▶ **OBJECTIVE**:
Below are some records; copy out again everything from the line containing "If the donkey's ear" down to the line containing "[8,80,244,263]", both included.

▶ **SUPPLIED INFORMATION**:
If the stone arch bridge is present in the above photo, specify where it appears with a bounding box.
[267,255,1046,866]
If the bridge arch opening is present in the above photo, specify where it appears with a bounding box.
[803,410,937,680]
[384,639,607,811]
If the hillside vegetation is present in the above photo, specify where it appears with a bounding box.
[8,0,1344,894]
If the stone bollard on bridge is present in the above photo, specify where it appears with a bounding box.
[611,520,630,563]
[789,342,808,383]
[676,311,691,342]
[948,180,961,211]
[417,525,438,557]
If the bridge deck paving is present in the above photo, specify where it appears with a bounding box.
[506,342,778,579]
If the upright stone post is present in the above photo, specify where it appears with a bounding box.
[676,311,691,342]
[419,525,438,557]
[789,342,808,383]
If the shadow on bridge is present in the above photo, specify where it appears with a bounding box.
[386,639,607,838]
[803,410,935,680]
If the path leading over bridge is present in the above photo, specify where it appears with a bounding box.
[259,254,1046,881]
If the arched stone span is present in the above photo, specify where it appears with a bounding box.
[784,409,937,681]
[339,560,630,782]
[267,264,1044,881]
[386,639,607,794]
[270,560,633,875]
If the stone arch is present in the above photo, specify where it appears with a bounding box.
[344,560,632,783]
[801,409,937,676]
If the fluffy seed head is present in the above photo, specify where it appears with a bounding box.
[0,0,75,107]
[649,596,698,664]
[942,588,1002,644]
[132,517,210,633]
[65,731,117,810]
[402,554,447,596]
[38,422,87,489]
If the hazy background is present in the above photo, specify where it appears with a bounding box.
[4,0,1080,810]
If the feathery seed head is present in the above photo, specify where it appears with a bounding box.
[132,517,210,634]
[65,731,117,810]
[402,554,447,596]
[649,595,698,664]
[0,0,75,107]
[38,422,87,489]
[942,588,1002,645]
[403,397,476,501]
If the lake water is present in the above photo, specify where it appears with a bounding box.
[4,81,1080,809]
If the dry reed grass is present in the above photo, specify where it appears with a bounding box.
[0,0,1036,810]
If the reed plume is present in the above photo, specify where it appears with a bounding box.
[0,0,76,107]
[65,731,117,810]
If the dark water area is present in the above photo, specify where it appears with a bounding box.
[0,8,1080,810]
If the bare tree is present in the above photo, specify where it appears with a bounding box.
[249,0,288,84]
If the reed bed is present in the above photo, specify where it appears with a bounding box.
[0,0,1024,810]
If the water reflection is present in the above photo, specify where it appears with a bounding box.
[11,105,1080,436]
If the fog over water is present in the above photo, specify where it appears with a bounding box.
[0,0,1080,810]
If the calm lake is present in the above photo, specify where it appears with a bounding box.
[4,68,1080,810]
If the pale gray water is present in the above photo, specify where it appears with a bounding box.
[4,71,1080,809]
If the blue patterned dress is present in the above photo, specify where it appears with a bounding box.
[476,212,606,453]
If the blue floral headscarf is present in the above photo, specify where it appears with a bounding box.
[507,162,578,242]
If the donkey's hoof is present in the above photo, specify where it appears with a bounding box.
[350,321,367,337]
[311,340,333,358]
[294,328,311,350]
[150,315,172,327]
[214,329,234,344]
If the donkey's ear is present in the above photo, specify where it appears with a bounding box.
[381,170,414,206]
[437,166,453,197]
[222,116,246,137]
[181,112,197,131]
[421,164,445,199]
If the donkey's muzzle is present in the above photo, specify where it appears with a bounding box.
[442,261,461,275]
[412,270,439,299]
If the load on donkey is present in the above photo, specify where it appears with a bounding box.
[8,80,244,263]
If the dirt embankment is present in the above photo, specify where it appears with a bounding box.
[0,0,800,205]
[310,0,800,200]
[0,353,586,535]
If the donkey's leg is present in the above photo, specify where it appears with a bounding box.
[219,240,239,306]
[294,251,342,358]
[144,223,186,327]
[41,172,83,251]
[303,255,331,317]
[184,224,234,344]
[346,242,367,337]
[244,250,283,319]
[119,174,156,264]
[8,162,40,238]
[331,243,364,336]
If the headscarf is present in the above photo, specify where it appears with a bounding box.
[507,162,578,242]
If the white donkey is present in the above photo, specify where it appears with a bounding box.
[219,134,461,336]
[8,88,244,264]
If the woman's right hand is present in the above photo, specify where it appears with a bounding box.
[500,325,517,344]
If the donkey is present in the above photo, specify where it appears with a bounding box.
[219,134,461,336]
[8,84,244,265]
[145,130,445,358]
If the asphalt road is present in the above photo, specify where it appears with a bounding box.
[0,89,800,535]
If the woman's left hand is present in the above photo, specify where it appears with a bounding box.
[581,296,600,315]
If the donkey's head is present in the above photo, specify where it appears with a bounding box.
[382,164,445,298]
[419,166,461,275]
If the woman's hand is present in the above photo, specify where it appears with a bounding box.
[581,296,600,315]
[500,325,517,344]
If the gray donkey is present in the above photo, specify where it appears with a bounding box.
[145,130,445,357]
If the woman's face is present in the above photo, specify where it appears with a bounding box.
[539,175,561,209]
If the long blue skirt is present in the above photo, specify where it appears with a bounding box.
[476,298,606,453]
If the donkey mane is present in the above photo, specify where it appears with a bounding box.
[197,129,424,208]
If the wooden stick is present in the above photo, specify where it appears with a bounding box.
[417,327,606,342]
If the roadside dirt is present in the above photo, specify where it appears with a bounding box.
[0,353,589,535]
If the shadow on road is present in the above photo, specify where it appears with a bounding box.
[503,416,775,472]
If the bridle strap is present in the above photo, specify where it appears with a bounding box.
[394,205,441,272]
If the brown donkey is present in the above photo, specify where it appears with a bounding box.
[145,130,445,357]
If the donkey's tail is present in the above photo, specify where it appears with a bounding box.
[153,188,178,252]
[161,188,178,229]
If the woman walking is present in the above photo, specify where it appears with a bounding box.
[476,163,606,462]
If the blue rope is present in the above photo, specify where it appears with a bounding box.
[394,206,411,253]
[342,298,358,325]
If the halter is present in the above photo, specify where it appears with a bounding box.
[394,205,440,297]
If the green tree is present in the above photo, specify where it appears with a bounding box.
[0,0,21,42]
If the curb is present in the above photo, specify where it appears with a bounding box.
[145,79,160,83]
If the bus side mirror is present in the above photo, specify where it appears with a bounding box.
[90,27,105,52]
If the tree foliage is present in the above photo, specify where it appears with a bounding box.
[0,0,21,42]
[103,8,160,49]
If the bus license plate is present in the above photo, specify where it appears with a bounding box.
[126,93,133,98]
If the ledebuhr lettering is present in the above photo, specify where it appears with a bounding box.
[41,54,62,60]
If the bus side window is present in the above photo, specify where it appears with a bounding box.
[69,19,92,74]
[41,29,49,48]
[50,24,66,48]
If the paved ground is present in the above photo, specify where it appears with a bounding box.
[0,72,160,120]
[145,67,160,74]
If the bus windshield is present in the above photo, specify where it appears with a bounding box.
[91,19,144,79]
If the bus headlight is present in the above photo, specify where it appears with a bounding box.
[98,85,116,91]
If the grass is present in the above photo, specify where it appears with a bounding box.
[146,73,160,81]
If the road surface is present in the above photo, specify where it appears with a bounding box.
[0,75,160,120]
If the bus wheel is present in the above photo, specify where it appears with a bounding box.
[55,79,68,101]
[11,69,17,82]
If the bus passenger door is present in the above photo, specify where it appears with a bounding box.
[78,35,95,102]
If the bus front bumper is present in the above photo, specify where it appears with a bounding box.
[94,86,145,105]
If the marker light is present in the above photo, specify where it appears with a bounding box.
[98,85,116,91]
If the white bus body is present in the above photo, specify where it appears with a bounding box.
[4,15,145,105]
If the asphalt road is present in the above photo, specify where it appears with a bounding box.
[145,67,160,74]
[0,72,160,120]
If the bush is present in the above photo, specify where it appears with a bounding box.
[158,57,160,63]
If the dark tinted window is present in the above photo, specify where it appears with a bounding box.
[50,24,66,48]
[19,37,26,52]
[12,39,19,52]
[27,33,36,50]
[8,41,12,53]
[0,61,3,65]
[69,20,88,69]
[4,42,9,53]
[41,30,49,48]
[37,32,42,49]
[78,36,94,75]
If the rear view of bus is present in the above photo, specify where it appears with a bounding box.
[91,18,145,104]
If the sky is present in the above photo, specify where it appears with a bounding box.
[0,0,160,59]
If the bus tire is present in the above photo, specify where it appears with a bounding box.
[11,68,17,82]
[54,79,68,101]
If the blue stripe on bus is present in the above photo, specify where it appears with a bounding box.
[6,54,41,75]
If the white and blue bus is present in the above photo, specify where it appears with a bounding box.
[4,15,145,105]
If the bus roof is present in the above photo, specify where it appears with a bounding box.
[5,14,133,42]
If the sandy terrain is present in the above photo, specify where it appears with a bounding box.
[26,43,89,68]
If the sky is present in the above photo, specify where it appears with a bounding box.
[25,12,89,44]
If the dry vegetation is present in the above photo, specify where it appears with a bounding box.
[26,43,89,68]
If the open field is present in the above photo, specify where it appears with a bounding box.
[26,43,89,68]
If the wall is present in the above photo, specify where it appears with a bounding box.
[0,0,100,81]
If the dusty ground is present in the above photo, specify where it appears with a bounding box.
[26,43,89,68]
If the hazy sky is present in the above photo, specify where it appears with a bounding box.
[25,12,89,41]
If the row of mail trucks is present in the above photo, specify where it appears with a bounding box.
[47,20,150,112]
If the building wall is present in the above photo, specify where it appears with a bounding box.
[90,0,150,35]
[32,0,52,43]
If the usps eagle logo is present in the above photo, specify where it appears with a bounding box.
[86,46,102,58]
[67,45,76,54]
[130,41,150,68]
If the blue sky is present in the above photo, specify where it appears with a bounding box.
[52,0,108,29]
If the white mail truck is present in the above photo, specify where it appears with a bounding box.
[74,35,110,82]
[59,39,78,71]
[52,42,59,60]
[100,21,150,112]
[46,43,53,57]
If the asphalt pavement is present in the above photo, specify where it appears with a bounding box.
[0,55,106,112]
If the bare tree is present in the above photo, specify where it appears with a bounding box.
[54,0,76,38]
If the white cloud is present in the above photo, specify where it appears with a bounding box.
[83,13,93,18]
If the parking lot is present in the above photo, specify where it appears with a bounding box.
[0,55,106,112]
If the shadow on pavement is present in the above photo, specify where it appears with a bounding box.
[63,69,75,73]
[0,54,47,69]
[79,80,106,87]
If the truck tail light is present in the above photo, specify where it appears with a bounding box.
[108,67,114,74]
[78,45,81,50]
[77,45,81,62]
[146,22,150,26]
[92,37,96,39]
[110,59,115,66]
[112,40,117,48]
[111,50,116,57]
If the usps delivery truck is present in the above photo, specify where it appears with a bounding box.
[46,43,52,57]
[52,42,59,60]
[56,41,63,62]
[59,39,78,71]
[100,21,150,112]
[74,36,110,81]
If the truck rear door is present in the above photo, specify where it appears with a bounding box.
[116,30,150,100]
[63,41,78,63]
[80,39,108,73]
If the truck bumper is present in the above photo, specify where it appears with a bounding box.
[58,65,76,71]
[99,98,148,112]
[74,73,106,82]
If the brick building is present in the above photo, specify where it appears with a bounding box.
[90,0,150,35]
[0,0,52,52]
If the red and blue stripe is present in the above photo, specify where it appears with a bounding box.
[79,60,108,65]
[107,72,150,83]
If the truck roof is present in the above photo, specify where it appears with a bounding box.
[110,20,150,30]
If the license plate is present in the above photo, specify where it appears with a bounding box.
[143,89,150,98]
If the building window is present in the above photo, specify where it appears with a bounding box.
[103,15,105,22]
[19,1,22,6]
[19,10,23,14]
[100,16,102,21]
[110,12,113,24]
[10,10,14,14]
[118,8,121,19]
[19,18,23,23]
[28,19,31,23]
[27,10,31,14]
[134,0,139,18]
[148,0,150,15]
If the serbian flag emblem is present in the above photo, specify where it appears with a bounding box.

▶ **REPLY**:
If the donkey's ear is present in the above photo, specify where it appears with a bounding box.
[381,170,414,206]
[437,166,453,197]
[222,116,246,137]
[181,112,197,131]
[421,164,445,199]
If the donkey's muzzle is present in the above photo, specify where it appears with a bounding box.
[442,261,461,275]
[412,270,439,299]
If the load on donkey is present in the above photo, specify where it appears with a bounding box.
[8,80,244,263]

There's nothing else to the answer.